[Start of SUPPLIED MATERIAL]

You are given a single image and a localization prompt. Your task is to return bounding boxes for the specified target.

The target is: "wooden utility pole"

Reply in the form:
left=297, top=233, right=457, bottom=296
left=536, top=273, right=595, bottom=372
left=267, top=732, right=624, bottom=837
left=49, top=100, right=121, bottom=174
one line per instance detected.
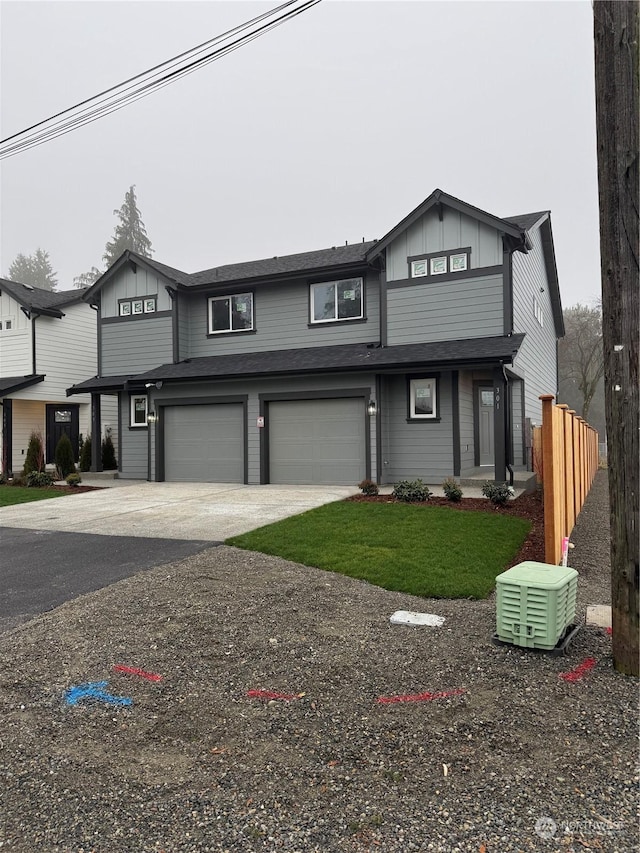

[End of SUPPLIED MATERIAL]

### [EXERCISE BRIEF]
Edit the items above by replacing "wooden utility pole" with "metal street lamp" and leaving everything else unchanged. Leave the pictures out of your answer.

### [FINAL RESULT]
You are given a single image and a localization prompt. Your task is to return bounding boxes for the specified target.

The target is: "metal street lamp"

Reply in the form:
left=297, top=233, right=457, bottom=296
left=536, top=273, right=595, bottom=372
left=267, top=732, right=624, bottom=837
left=49, top=100, right=121, bottom=174
one line per instance detected.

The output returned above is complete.